━━ TEXT
If a H-1B visa holder loses their job, the person must land another job within a few weeks with a company willing to sponsor the visa. If not, the person is sent home.
"So anyone migrating to the US, studying here and working with an H-1B visa, it's always at the back of your mind, that you could at any second be deported," he says.
Fortunately, he landed another job at Accenture in New York, a company also willing to sponsor his visa. He stayed there for seven years.
All work, no life
About four years into his work at Accenture, he and two of his college buddies had an idea for their own company, YouVisit, making and hosting "virtual reality" content for businesses and organizations.
The content can be viewed with a virtual reality headset like an Oculus Rift, or on a regular website, letting you look 360 degrees by moving your mouse around.
The problem was, he couldn't leave the day job at Accenture. Not only did the company have to sponsor his visa, but it also had to sponsor his application for permanent residency, "the green card." That's a process that takes years, he says.
And he needed the green card before he could apply for citizenship.
All three of YouVisit's cofounders are immigrants. CEO Abi Mandelbaum is from Columbia and CTO Endri Tolka from Albanai, but the two had already obtained their green cards.
And yet his own company still couldn't sponsor him, even as it started making money and hiring people. To be a self-employed sponsor requires investing a half a million into a company, Baderkhan says. In its early years, the young company wasn't making enough profits to quality for that.
So for two years, he did both, maintaining his day job working 10 hours a day at Accenture, and then working until 4 a.m. on his company, plus working weekends, he says.
There was one other way out: Get married. He and his girlfriend had been together nine years by then, he says.
"I'm a stubborn person. I didn't want to get my green card through marriage. I wanted to prove to myself I could get it on my own," he tells us.
And then things got rocky because he was working two jobs.
"During those years where I was working those hours and not sleeping, my relationships almost got ruined," He says. "Not only with my wife (girlfriend at the time) but with my friends. Basically I had no life," he says.
She made it clear she wasn't going to wait forever. "I had no choice," he said. "We were in love. I got married."
Couldn't see his family
There was one other hardship during those H-1B visa years.
He couldn't go home to visit his aging parents because the visa he had would not have allowed him back in the country.
━━━━
WORK TO BE COMPLETED -
Put this sentence from the H-1B visa text into Spanish: "He couldn't go home to visit his aging parents because the visa he had would not have allowed him back in the country."
━━ LISTED RECORDS
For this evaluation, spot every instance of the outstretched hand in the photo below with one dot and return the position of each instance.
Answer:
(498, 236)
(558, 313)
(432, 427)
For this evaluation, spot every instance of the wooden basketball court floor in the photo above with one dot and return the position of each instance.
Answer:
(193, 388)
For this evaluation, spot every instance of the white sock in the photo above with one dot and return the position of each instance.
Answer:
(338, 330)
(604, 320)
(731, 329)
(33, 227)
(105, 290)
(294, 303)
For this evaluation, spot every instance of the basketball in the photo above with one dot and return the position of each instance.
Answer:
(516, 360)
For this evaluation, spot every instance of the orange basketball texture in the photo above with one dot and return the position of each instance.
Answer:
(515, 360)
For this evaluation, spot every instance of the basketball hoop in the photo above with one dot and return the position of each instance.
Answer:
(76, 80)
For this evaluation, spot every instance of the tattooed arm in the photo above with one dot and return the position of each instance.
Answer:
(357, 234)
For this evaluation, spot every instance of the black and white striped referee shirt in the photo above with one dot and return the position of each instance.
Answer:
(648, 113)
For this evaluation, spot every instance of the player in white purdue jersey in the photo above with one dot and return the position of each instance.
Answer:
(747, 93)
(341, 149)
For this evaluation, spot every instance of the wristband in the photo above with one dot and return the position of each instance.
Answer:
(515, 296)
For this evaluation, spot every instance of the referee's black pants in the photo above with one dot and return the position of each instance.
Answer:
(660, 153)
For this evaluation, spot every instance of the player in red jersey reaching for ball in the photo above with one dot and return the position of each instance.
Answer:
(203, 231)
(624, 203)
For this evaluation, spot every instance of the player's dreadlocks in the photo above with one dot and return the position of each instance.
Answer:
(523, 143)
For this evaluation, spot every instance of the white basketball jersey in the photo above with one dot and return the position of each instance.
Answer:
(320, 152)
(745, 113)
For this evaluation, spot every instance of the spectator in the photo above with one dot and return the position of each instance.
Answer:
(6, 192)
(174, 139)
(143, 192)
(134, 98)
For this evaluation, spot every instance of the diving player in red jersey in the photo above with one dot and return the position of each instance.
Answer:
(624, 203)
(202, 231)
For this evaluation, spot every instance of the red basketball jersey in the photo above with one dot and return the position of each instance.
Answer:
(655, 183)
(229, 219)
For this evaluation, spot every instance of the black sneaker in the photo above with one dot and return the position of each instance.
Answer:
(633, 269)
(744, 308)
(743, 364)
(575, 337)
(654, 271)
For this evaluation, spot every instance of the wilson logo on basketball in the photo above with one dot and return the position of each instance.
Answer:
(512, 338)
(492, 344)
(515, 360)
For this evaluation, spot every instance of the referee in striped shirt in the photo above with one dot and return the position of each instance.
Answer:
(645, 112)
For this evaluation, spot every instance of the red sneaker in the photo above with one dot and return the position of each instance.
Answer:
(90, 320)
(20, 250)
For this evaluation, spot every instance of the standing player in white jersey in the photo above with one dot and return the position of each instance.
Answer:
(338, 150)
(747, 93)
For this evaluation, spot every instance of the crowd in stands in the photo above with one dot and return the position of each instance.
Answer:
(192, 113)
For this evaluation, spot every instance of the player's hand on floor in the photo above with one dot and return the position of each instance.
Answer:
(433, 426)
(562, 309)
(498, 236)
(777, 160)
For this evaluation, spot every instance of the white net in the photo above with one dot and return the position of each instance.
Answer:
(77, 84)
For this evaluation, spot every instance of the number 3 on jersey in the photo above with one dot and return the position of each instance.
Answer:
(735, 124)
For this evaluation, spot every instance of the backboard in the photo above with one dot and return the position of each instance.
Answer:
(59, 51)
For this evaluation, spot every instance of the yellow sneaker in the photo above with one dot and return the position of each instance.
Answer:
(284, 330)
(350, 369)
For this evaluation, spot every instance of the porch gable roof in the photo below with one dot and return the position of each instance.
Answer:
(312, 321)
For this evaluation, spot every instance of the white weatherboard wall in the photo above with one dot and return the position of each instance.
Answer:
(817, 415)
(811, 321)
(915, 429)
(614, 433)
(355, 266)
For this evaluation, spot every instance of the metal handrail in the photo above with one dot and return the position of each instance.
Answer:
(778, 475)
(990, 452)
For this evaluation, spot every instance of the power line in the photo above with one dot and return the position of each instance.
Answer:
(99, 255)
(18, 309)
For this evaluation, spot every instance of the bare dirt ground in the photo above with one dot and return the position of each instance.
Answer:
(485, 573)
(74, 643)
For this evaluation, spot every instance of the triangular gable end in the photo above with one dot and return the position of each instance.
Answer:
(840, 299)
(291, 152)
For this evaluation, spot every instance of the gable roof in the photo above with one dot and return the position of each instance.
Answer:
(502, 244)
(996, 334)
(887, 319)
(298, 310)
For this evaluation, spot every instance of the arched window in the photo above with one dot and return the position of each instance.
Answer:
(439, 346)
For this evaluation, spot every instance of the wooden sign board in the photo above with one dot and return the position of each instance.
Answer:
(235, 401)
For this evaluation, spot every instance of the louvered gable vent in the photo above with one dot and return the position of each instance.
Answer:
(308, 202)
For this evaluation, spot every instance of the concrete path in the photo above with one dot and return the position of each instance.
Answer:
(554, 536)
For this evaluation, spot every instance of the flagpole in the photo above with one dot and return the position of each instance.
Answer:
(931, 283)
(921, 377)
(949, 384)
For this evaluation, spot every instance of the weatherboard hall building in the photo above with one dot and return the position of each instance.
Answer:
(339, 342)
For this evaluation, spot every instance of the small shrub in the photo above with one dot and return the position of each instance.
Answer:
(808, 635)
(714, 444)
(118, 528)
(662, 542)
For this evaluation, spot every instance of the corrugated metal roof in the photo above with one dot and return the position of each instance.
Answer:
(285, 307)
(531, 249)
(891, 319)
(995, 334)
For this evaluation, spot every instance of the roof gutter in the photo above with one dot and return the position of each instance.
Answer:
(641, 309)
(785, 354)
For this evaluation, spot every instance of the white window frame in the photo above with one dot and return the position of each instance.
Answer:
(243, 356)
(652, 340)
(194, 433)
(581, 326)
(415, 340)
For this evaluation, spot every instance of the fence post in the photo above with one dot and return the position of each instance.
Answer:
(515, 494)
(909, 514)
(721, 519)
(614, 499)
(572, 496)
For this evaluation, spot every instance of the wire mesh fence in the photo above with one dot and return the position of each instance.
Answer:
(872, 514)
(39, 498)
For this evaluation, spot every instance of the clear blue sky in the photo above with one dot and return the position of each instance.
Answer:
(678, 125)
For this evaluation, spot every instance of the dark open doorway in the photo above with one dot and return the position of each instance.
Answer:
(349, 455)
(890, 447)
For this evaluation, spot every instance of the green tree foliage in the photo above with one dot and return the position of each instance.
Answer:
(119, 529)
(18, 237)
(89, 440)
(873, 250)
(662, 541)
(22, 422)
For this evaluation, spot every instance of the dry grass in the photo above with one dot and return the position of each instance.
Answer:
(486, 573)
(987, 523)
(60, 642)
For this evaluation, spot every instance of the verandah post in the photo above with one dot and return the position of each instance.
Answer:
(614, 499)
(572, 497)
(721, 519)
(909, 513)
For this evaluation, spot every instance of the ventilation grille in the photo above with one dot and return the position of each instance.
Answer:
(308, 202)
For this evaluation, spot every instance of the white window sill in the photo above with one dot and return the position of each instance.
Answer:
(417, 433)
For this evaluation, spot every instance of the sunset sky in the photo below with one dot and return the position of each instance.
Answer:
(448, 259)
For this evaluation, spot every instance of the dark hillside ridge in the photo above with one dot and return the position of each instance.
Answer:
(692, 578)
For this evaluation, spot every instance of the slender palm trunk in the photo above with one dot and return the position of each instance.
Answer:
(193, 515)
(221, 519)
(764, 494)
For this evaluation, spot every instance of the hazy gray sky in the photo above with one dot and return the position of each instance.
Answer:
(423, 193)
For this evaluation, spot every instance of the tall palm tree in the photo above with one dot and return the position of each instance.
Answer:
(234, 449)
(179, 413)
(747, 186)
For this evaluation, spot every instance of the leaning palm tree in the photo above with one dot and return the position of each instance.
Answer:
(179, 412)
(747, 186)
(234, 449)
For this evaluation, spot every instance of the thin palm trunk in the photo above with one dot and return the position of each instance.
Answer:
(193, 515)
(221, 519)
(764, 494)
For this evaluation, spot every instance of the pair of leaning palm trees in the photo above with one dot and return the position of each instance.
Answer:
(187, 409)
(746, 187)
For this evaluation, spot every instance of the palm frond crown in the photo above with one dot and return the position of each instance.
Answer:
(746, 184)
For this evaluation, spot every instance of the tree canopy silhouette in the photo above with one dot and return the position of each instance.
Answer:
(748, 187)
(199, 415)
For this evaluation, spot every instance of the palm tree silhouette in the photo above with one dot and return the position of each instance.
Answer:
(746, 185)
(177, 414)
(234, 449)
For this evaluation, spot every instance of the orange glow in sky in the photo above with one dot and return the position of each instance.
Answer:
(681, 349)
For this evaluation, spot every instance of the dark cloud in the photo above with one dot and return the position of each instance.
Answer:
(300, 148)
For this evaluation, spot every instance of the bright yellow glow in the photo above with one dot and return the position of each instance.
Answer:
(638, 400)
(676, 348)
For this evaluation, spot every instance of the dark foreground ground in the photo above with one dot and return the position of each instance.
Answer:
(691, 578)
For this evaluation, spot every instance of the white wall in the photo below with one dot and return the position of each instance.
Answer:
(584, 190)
━━━━
SOLUTION FOR THIS TASK -
No podía volver a casa para visitar a sus padres, que estaban envejeciendo, porque la visa que tenía no le habría permitido regresar al país.